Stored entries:
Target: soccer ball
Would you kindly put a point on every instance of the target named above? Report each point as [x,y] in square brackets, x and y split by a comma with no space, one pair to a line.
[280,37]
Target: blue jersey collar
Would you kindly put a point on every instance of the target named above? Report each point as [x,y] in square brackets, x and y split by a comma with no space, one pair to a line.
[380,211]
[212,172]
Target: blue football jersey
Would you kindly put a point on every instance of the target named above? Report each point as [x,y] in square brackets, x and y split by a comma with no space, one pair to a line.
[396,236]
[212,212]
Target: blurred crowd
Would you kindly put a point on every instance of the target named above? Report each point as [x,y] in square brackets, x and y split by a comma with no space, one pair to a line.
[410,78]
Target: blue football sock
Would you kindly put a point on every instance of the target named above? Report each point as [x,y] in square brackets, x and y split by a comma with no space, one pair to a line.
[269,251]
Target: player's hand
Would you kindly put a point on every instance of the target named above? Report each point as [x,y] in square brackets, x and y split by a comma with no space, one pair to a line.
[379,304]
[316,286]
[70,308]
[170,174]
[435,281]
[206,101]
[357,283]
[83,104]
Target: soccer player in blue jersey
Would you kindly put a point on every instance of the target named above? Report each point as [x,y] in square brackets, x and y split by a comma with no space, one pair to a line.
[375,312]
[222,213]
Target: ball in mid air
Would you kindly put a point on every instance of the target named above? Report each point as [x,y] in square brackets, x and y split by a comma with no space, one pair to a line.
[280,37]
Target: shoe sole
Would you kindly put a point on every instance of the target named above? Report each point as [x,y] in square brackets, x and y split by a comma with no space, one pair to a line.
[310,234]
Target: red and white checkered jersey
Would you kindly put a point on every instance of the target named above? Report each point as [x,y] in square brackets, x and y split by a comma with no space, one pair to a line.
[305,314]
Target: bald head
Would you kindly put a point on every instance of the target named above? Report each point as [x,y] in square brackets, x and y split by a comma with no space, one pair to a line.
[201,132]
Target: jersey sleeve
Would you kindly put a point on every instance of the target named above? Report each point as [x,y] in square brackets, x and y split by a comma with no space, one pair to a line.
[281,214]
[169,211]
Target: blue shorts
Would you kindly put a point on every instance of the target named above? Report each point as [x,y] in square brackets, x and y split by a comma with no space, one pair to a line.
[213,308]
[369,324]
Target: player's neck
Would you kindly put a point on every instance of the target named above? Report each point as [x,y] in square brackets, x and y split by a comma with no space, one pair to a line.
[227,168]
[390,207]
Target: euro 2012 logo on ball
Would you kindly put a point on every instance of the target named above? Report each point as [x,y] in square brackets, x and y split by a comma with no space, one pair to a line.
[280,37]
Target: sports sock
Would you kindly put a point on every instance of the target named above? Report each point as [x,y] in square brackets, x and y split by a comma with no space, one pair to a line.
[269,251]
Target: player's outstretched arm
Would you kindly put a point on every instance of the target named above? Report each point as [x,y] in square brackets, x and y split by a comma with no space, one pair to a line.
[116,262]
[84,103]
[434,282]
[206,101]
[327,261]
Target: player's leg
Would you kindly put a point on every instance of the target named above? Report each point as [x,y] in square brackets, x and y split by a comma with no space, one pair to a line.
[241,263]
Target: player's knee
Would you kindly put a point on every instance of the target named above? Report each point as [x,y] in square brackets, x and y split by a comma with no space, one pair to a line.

» **Work instructions**:
Send back every record, precisely as written.

» **Exercise output**:
Target: soccer ball
Would you kindly put a point on every instance of the target named above? Report each point as [x,y] in square brackets, x and y split by a comma with no space, one pair to a line.
[280,37]
Target: blue jersey collar
Would you kindly put a point on every instance of the target named above? Report each point as [x,y] in square brackets, x and y split by a comma with no space, one pair to a line.
[380,211]
[212,172]
Target: blue football jersey
Would you kindly put a point on every instance of the target named above? Report each point as [x,y] in square brackets, x and y split by a comma with no space, one pair to a line.
[396,236]
[212,212]
Target: blurred crowd
Would you kindly put a point on every instance of the target named above? Report each point as [x,y] in square brackets, x and y split by a comma with no space, one pair to a line.
[410,78]
Target: blue football sock
Would you kindly put a point on every instance of the target named above? Report each point as [x,y] in square brackets, x and y split by a comma with no space, one pair to a line.
[269,251]
Target: player's hand
Would you kindly put a point on every instance of the target named above? Report each point as [x,y] in square brackets, x and y split by a comma with no space, one pair to a line.
[379,304]
[316,286]
[70,308]
[170,174]
[435,281]
[206,101]
[357,283]
[83,104]
Target: soccer player in blue jersey
Would you kindly put a point on every instance of the target named above? Report each point as [x,y] in square brackets, x and y split by a comma with no space, one pair to a line.
[375,312]
[222,213]
Target: ball in mid air
Would you kindly put a point on every instance of the target named above? Report each point as [x,y] in square brackets, x and y split by a comma with no space, one pair to a line.
[280,37]
Target: shoe sole
Would you kindly put a point on every instance of the target named above? Report each point as [x,y] in square brackets, x and y split by a comma with no space, one pair to a line.
[310,234]
Target: red and white checkered jersey
Would you kindly put a point on every instance of the target named above? Report each point as [x,y] in square brackets, x and y split by a comma with no space, one pair to a line.
[305,314]
Target: bald head
Would you kindly put a point on every instance of the target named above? Report each point as [x,y] in square brackets, x and y split by a comma with no space, one pair to a line.
[201,132]
Target: jersey sleeve
Would you kindly put a point on every instance of the target named above? Report each point as [x,y] in square brackets, x and y split by a comma with no space, one pair to a line.
[281,214]
[169,211]
Target: blue shorts
Would you kindly put a point on every instance of the target named above? Report each point as [x,y] in square brackets, x and y split by a comma with no space, one pair to a line.
[213,308]
[369,324]
Target: player's neck
Would you kindly put a point on every instance of the target named above? Report each point as [x,y] in square brackets, x and y split by a comma with no space, one pair to a line.
[227,168]
[390,207]
Target: euro 2012 logo on ball
Would you kindly put a point on every instance of the target named above? Report each point as [x,y] in square brackets, x and y split by a comma with no space, one pair to a line.
[280,37]
Target: sports sock
Would you kindly put a point on every instance of the target named above? Report each point as [x,y] in square brackets, x and y split by a comma with no space, one pair to a line.
[269,251]
Target: player's outstretched arm
Would you kindly put a point on every instance of the target named above? Report each point as [x,y] in square brackets, x and y split by a comma with no space, one pair to a line.
[116,262]
[84,103]
[434,282]
[206,101]
[327,261]
Target: player's leg
Would you kindly put a point on every instance of the target named above? Report each point as [x,y] in square brackets, x and y split by a comma with no space, one pair to a line.
[241,263]
Target: player's knee
Would you kindly put a point on every instance of the target named above? Report each point as [x,y] in square brackets, x and y split by a comma with no space, one pair to a line.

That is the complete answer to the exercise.